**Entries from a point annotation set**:
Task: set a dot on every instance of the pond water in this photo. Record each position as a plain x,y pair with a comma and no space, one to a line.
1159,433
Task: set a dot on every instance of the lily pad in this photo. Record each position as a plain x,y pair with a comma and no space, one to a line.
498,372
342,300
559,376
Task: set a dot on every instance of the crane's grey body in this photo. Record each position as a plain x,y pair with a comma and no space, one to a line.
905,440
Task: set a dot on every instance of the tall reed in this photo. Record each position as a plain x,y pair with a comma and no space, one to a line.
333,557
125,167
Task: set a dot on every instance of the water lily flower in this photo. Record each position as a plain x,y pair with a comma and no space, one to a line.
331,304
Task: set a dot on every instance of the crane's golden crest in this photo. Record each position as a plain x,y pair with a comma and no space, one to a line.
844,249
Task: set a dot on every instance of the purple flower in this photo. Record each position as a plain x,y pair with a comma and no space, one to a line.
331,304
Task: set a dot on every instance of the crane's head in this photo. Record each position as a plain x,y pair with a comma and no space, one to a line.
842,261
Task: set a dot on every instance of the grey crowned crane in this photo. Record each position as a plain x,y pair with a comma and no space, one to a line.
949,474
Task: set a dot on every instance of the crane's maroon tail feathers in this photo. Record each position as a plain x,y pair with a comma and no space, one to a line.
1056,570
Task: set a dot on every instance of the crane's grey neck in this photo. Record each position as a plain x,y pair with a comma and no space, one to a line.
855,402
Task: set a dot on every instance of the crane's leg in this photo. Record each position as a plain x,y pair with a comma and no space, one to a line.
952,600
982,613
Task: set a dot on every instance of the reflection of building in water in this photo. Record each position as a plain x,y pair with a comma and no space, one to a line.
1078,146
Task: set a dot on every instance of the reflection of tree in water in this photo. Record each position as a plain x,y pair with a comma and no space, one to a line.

**Prompt**:
Write out all the items above again, replacing "set a dot" with "place a marker" each time it occurs and leaving everything else as it is.

**Full response**:
Task: place a marker on every instance of the pond water in this photo. Record each position as a plain x,y pair with a comma and no space, one to a line.
1159,433
Task: place a marker on every instance of the lily pad in this photo. Record each position as a plain x,y pair with a comma and no space, one to a line.
498,372
342,300
559,376
Task: place a marker on every instance of the crane's grey body in this photo. Record each position as a plain x,y pair with a comma and no space, one to a line.
905,440
Task: place a marker on every instance of the tall reed in this photo. Record each position as a plain x,y pair with a comma and no space, one to a line.
333,557
125,167
Task: place a marker on every instance of the water lily flower in this photo. Record each position as a plain x,y pair with a comma and no space, one to a line.
331,304
Task: place a marker on every instance of the crane's golden crest in this photo. Record each position as a plain x,y pair with a comma and no space, one to a line.
844,249
Task: place a marker on every instance of the purple flower in this photo. Record each position as a plain x,y pair with a comma and no space, one to a line.
331,304
Task: place a marker on every instance of the crane's head in this photo. Record each position as a plain x,y pair with a comma and no space, one to a line.
842,261
Task: place a marker on every instance of the grey crowned crane in this photo. Record each position as a plain x,y pair with a comma and no space, one to a line.
949,474
Task: place a marker on every instance of the crane's maroon tail feathers in this photo. Record each position as a plain x,y pair with a comma and no space, one to a line.
1056,570
Task: place a marker on every instance of the crane's grey neck in this photo. Record each position as a plain x,y pair with a comma and no space, one to a line.
855,402
Task: place a marker on every instance of the crane's leg in this photo. Record each position as a plain x,y pair with a comma and no space, one to a line.
952,600
982,613
Task: place a marker on every instance of the reflection of building in water in this photo. Record each position as a plain x,y pair with a comma and no space, one to a line.
1078,146
Task: place a marker on every instance of the reflection of tree in water in this photo. Record each position as a plain x,y pair with a comma and no space, one to a line.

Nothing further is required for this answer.